What is being asked —
Please put the records from the line with "of the eyebrow" through the end of the records into a two-column CSV with columns input and output, one row per record, placing its text under input and its answer under output, each quoted, with line breaks turned into spaces. Leave the pictures out.

[Excerpts from location labeling data]
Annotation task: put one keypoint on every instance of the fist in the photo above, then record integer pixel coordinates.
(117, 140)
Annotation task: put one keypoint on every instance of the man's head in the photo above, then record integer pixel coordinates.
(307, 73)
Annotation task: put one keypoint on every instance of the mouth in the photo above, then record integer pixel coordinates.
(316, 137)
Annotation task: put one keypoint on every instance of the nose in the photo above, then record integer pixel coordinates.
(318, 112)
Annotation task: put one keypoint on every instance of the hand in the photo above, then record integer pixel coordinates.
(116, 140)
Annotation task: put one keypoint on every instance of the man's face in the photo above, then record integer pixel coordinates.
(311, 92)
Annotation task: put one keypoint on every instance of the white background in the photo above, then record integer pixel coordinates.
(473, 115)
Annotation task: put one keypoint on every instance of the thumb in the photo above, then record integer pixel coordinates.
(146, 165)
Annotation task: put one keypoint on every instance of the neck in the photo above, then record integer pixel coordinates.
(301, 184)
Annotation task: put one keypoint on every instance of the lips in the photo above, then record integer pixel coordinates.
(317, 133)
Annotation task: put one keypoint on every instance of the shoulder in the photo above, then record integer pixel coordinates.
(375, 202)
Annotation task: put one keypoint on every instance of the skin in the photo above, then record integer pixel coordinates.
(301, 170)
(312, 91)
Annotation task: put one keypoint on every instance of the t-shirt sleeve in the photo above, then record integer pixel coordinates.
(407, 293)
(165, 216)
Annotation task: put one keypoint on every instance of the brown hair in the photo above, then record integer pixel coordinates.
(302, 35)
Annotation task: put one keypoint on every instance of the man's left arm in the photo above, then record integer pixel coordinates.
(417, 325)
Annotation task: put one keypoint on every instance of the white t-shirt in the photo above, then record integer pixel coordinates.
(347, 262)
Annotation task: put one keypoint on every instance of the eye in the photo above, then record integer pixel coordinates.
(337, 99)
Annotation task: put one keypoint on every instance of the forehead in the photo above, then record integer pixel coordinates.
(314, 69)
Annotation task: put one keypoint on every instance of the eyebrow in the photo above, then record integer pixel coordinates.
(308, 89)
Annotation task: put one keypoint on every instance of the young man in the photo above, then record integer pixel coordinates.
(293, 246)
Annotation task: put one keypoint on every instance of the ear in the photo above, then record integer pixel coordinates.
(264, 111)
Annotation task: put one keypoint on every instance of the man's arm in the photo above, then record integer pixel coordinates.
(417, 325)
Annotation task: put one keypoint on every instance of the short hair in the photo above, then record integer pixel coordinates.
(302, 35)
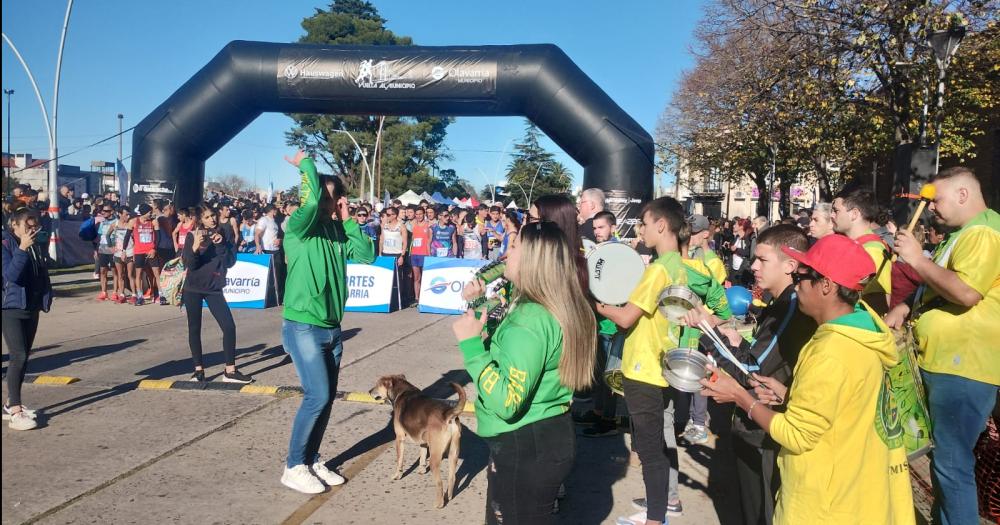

The solution —
input,output
"Annotation task: put one keypoint on every instance of the eyebrow in the photo above, then record integer pixel coordinates.","(308, 89)"
"Annotation task: put one keypoint on every instance of the young man in the photo above, then record integer pixel coordinates.","(293, 246)"
"Annotation task: put one keypoint on every instance of the ear in the photo above, then record integer pixel coordinates.","(264, 111)"
"Annotation task: put one keypoint on every instance of the man's arm in the photo above, then record integer pixel coordinates.","(417, 325)"
"Annotation task: put one keypoint on every instance of the short hair in the photo above, then record integer pixel coordinates.","(302, 35)"